### Supplied text
>> START

[RFC PATCH] drm/amdkfd: Run restore_workers on freezable WQs
Christian König
christian.koenig at amd.com
Mon Oct 30 18:00:49 UTC 2023
Am 30.10.23 um 18:56 schrieb Felix Kuehling:
> On 2023-10-30 13:48, Christian König wrote:
>>
>>
>> Am 30.10.23 um 18:38 schrieb Felix Kuehling:
>>> On 2023-10-30 12:16, Christian König wrote:
>>>>>>> @@ -1904,6 +1906,19 @@ kfd_process_gpuid_from_node(struct
>>>>>>> kfd_process *p, struct kfd_node *node,
>>>>>>> return -EINVAL;
>>>>>>> }
>>>>>>> +static void signal_eviction_fence(struct kfd_process *p)
>>>>>>> +{
>>>>>>> + spin_lock(&p->ef_lock);
>>>>>>> + if (!p->ef)
>>>>>>> + goto unlock_out;
>>>>>>> + dma_fence_signal(p->ef);
>>>>>>
>>>>>> This needs to grab the internal lock of the eviction fence, I'm
>>>>>> not sure that has correct ordering with the newly added ef_lock.
>>>>>
>>>>> Hmm, the only thing we could get a circular lock dependency would
>>>>> be, if we took the p->ef_lock in a fence callback. I don't think
>>>>> that ever happens, because even the eviction work runs on a worker
>>>>> thread (exactly to avoid such lock dependency issues).

>> END

### Task input
>> START

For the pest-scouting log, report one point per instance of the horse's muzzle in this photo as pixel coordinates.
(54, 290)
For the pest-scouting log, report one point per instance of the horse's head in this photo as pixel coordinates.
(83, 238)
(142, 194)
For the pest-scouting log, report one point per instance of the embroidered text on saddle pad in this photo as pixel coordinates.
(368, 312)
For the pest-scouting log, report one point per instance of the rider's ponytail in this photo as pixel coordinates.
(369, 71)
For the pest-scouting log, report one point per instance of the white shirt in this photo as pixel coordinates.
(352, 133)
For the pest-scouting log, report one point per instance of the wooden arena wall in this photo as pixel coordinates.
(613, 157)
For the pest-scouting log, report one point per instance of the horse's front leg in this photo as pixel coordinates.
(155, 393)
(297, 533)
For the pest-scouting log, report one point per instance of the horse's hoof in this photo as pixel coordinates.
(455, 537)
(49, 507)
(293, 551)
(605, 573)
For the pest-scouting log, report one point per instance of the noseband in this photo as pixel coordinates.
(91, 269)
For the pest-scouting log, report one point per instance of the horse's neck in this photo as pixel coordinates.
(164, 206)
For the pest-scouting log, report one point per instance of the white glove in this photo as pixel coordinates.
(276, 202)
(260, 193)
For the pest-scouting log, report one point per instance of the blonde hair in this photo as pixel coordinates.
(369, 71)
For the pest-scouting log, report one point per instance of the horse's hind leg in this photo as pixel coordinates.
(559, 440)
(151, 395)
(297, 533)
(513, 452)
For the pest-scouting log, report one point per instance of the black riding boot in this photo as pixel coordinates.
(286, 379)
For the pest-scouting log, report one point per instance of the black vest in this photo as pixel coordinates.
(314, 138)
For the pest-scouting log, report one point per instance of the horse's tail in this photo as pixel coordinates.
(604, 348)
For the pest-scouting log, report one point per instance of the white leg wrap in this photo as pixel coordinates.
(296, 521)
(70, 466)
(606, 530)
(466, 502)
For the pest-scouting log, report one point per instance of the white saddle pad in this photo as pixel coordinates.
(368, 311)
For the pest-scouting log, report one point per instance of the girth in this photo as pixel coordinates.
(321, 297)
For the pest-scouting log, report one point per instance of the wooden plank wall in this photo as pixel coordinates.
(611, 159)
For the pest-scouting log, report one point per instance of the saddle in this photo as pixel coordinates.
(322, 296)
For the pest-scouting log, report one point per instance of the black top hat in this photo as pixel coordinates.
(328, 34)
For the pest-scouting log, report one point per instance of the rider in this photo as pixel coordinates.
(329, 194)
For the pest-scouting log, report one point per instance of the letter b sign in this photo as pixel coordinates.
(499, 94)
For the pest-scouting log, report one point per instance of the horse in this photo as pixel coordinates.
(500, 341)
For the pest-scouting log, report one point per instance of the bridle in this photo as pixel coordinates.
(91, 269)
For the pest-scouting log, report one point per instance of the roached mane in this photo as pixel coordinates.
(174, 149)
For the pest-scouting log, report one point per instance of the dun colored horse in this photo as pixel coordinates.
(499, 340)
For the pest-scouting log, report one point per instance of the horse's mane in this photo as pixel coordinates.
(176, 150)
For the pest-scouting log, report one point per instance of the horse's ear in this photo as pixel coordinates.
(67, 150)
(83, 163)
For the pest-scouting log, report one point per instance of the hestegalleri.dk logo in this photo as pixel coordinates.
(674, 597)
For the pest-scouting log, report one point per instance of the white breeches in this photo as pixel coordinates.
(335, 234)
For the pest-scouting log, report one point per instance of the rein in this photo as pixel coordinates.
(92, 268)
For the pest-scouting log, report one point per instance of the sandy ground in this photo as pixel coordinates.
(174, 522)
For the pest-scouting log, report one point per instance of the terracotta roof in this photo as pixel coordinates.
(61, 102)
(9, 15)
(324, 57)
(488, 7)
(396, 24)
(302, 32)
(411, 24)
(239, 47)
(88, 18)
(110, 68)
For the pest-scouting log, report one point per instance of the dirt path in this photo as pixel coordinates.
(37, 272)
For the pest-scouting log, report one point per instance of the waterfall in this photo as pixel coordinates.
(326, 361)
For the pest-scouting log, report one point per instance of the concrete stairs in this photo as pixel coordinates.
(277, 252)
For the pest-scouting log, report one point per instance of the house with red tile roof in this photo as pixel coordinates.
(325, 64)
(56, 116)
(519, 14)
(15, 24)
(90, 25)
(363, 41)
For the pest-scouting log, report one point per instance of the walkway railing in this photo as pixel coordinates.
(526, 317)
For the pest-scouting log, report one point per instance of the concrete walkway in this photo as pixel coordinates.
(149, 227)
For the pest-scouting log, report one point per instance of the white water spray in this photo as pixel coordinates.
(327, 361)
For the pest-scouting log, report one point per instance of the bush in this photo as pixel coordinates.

>> END

### Exercises to complete
1: Pull out every line of the records that contains the word "rider", treating case as significant.
2: Carry on the kernel patch discussion from the point where it stops.
The records are unrelated to the text.

### Responses in order
1:
For the pest-scouting log, report one point per instance of the rider's ponytail in this photo as pixel coordinates.
For the pest-scouting log, report one point per instance of the rider in this photo as pixel coordinates.

2:
>>>>>
>>>>> Anyway, I could try to move the fence_signal out of the critical
>>>>> section. The lock is only there to ensure that exactly one process
>>>>> signals and frees the fence.
>>>>>
>>>>
>>>> So basically either the eviction worker or the GPU reset could
>>>> signal this fence.
>>>>
>>>> In that case I think it would be simpler to grab the reset lock in
>>>> the eviction worker to protect against a concurrent reset.
>>>
>>> Which reset lock? adev->reset_cntl->reset_lock? I only see that lock
>>> taken in aldebaran_mode2_perform_reset. I don't understand why this
>>> is in ASIC-specific code. But even so, it's only taken during the
>>> actual reset (in aldebaran_mode2_perform_reset). I don't think it
>>> covers the pre-reset code path that signals the eviction fence.
>>
>> No, what I mean is adev->reset_domain->sem. It's hold in write lock
>> during the reset and you can grab the read side if you need to delay
>> a reset.
>>
>> But thinking about that a bit more, you actually don't need any of
>> this. Something like this here should do fine:
>>
>> tmp = dma_fence_get_rcu_safe(&p->ef);
>> dma_fence_signal(tmp);
>> dma_fence_put(tmp);
>
> dma_fence_get_rcu_safe gets a new reference that dma_fence_put drops.
> It doesn't drop the original reference in p->ef.
>
> I need a way to ensure that exactly one thread frees the original
> reference in p->ef. Even with RCU, concurrent writers still need a
> lock or a mutex. So I don't think I can avoid using another lock here
> because I have potentially two concurrent writers.
Mhm, why would you need that? Isn't p->ef be replaced with a new fence
when the process is restored?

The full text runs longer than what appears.